*Что нужно сделать*
[a] Сколько ещё лет, судя по тексту Евгения Евтушенко, ему нужно прожить, чтобы успеть написать и сделать всё задуманное?
[b] Верни из текста Евгения Евтушенко слово в слово отрывок, начиная с «И так себя веду, и» и заканчивая «поторговался, может быть!..».

*Текст документа*
= = =
Евгений Евтушенко. Вы знаете, Миша, можно воспринять мои слова, конечно, как лицемерие или кокетство, но даю вам честное слово, вот как на духу, – не до того мне. Да некогда думать о дребедени, блеске или чем там еще, настолько я делаю себя занятым человеком, набиваю свой день до отказа другими делами, нужными, совершенно разными вещами. Я хорошо сплю без снотворного, потому что я всегда отрабатываю весь свой день до конца, – не отрабатываю, а живу этот день до конца, проживаю его, любой! Так что мне некогда рассуждать там о собственной славе, недостаточной или сверхдостаточной и так далее.

Но безусловно, когда я слышу, что вот все-таки поэтам, или иным прославленным людям, таким талантливым людям, как вы, простительно то или другое, – я всегда категорически против этого. Мне очень не нравится поведение некоторых наших попсовых временных звезд, когда они хвастаются, показывают свои перстни, рассказывают, кто им подарил машины, строят себе какие-то дворцы. Понимаете, мне это глубоко чуждо. Они вообще считают, что им позволено что-то другое, нежели всем. Их ведь даже милиционеры останавливают подобострастно-уважительно: как же, знаменитый человек. А в этот момент – это человек, нарушивший закон, и все тут! А он убежден, что ему-то можно.

Человек не должен сам себе давать какие-то привилегии. Если даже общество невольно, из уважения, ему их предоставляет – он должен их свести до минимума. Вот я так считаю.

И так себя веду, и так живу. У меня просто нет времени рассуждать о собственной знаменитости. Я знаю, сколько у меня еще работы. Мне нужно, если по-честному, 20 лет прожить еще, чтобы написать и сделать все, что я задумал. Минимум. А потом уж я не знаю: мне Бог поможет, услышит мои молитвы?.. На которые у меня тоже, между прочим, не бывает времени. И знаете, если бы отпущенные будущие 19 лет уже прошли – так я бы еще поторговался, может быть!..
= = =
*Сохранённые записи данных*
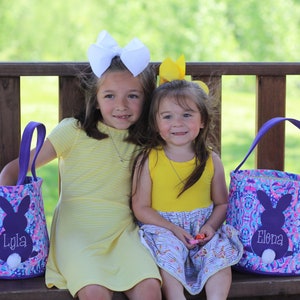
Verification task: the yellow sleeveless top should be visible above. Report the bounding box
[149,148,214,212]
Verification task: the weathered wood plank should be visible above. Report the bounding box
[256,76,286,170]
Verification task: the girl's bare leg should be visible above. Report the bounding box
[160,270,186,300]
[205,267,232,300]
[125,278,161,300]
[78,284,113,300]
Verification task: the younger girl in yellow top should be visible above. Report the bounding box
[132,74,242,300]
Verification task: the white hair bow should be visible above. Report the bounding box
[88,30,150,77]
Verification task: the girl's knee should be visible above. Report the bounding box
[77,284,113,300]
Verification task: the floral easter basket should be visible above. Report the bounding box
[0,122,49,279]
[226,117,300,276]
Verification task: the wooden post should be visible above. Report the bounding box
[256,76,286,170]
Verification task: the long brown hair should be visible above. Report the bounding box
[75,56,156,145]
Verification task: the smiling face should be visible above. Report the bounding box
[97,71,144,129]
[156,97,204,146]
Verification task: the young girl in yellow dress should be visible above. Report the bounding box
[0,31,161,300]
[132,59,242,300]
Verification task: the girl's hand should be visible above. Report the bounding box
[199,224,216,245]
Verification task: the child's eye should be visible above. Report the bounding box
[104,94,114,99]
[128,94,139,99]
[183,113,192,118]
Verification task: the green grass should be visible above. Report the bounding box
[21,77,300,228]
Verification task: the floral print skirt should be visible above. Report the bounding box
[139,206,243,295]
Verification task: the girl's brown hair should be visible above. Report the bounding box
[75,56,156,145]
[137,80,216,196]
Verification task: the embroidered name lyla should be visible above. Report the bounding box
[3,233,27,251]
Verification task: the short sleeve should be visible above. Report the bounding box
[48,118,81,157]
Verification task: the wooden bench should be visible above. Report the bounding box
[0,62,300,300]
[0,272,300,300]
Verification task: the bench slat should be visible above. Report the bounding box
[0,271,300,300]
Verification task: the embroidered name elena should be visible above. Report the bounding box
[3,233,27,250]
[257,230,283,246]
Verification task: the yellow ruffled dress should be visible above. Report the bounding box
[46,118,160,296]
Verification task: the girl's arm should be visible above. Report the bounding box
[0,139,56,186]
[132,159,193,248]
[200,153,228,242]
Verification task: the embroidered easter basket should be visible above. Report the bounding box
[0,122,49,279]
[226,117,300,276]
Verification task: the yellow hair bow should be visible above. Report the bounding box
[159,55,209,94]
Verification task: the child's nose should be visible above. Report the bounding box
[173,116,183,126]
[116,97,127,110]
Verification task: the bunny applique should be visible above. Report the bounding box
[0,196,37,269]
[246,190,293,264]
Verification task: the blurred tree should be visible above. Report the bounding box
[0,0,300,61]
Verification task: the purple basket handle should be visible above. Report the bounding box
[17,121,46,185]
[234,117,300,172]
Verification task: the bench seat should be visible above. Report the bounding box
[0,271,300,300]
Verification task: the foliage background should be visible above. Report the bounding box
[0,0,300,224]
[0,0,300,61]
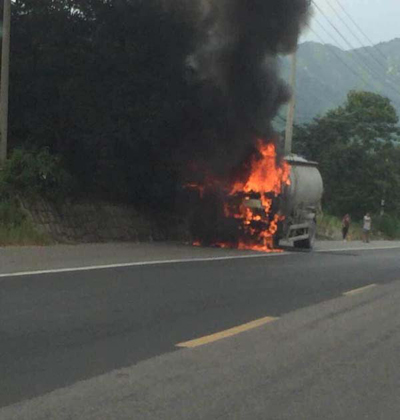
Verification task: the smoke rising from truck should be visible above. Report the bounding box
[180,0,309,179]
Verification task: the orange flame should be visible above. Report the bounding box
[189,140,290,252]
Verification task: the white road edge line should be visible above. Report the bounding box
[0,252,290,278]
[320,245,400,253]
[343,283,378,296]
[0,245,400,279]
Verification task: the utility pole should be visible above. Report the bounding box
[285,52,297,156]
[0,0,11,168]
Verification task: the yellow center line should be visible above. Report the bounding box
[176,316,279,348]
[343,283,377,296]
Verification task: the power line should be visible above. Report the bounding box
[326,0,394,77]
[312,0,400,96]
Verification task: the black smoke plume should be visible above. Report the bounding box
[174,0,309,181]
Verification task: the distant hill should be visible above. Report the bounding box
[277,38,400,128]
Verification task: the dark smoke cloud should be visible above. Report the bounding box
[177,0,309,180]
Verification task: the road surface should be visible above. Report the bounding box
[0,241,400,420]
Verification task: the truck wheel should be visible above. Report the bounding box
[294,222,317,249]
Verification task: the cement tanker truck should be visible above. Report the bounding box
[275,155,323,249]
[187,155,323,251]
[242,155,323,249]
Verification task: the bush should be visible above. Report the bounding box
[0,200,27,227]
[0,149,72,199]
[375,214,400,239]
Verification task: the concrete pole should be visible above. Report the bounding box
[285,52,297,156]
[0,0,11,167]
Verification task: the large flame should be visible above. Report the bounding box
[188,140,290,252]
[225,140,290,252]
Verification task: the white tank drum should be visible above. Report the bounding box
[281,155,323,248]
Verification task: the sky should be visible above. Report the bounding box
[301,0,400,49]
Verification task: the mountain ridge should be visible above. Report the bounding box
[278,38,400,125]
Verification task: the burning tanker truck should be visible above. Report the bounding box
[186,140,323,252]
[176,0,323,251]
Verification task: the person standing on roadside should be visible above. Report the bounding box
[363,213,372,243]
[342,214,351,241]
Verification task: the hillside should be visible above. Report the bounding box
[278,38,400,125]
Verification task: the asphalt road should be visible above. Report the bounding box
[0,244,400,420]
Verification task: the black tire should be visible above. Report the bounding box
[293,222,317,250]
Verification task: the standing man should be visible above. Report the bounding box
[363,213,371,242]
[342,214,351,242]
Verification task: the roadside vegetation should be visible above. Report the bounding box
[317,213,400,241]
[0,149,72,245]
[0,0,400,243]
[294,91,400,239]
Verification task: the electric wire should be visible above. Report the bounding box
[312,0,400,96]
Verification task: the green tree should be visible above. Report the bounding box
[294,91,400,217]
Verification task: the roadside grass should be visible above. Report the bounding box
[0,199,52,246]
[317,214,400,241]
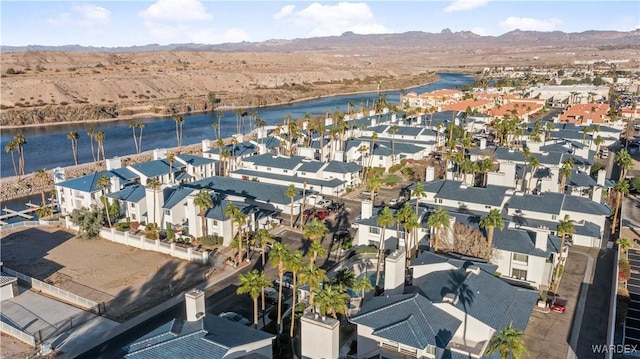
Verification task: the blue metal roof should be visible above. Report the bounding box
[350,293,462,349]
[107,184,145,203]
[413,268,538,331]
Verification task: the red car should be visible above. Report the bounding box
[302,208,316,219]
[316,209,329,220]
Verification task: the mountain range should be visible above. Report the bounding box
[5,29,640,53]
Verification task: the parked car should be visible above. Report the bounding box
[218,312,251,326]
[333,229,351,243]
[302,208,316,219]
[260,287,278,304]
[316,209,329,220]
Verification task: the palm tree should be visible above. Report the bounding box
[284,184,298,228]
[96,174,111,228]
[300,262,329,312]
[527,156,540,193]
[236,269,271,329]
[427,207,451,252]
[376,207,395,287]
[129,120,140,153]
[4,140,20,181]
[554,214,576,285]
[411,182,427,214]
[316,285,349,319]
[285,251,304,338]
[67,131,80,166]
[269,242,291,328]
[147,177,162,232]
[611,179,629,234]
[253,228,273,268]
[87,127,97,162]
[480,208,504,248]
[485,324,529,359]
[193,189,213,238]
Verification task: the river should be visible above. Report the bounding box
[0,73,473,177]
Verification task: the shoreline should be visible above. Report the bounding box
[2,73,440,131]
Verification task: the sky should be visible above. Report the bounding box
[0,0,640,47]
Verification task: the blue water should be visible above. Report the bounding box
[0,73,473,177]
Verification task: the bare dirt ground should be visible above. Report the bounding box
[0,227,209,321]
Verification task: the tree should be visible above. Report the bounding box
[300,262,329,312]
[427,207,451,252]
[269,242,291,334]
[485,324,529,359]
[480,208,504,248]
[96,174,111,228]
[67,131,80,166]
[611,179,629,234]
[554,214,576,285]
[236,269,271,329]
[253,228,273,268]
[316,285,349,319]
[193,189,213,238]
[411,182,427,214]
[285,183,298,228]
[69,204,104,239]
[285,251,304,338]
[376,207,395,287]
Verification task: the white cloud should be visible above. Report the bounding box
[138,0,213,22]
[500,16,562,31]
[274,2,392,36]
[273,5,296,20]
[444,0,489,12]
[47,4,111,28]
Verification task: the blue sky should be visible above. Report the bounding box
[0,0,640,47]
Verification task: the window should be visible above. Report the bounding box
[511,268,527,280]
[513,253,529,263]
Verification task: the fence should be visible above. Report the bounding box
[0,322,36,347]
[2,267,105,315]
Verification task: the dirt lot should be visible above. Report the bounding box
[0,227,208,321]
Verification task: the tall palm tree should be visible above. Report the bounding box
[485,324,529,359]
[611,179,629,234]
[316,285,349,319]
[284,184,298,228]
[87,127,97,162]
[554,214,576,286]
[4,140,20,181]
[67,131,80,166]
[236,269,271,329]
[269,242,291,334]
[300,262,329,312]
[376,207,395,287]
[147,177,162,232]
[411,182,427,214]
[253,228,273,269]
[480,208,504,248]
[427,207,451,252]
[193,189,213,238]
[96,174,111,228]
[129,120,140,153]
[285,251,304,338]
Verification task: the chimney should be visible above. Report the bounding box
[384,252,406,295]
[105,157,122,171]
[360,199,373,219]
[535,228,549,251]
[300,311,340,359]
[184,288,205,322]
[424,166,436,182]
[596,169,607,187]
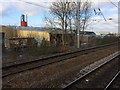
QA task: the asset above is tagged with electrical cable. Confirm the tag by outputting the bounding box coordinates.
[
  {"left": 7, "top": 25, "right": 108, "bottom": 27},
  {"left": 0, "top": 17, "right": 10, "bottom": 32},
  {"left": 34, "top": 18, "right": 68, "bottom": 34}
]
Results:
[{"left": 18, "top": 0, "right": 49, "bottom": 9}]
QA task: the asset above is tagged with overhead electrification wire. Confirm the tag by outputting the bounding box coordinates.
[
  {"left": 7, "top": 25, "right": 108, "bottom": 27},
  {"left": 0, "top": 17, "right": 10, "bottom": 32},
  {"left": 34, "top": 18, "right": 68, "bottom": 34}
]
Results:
= = =
*Ответы на задания*
[a] Минимум 20 лет.

[b]
И так себя веду, и так живу. У меня просто нет времени рассуждать о собственной знаменитости. Я знаю, сколько у меня еще работы. Мне нужно, если по-честному, 20 лет прожить еще, чтобы написать и сделать все, что я задумал. Минимум. А потом уж я не знаю: мне Бог поможет, услышит мои молитвы?.. На которые у меня тоже, между прочим, не бывает времени. И знаете, если бы отпущенные будущие 19 лет уже прошли – так я бы еще поторговался, может быть!..